*** Opening of Records supplied ***

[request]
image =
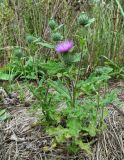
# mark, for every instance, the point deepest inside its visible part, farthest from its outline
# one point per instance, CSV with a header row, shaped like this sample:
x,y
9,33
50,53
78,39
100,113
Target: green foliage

*** Close of Records supplied ***

*Your goal*: Please show the lines in the entries above that hold the string "point".

*Response box*:
# mark, for every instance, the point deepest inside its visible part, farthest from its outline
# one point per instance, CSV with a header row, shaped like this sample:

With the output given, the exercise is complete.